| Problem to work on |
How many lines of the data below contain the word "green"? Reply with the number only.

| Dataset extract |
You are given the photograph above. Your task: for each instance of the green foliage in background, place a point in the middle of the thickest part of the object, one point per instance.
--
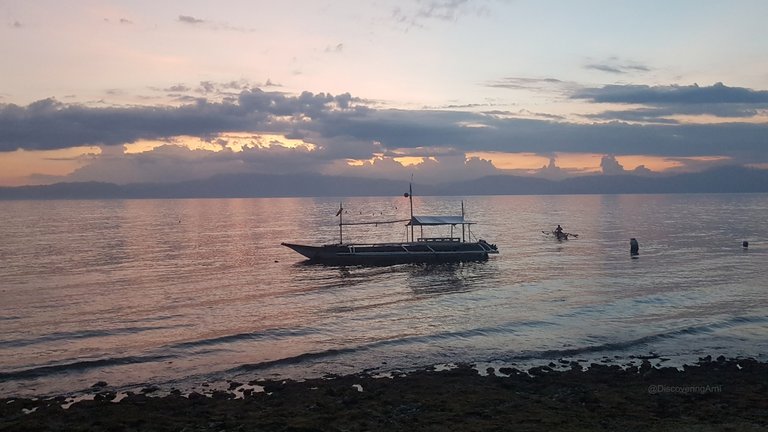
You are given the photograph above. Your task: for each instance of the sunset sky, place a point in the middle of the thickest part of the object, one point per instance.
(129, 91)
==
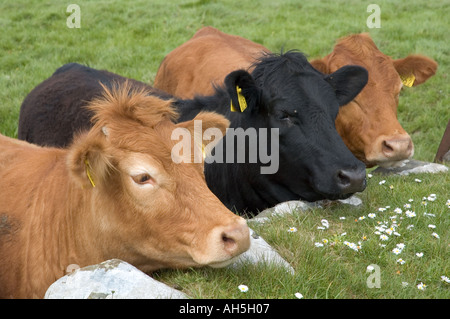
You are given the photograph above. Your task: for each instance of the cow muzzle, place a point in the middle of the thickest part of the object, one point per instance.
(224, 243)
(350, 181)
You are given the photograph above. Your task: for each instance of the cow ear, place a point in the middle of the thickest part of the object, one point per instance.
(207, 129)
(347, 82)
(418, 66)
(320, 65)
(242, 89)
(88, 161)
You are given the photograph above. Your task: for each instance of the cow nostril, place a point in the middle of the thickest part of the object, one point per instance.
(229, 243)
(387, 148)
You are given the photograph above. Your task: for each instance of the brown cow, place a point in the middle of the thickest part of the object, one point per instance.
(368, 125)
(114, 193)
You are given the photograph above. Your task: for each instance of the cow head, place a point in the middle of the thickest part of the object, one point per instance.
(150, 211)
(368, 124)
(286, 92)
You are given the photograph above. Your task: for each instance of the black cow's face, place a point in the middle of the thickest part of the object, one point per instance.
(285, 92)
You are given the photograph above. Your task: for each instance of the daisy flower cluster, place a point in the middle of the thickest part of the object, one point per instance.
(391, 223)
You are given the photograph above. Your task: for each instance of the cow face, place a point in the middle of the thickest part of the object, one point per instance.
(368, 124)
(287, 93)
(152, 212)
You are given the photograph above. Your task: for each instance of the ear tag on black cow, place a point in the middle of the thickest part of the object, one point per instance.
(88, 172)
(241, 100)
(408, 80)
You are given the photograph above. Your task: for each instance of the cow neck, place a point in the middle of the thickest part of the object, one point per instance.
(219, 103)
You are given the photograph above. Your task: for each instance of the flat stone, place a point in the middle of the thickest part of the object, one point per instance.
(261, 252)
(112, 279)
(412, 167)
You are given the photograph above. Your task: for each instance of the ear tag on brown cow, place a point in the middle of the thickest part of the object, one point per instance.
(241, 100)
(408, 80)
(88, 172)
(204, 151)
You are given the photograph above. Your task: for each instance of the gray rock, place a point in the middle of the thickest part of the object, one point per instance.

| Output for this exercise |
1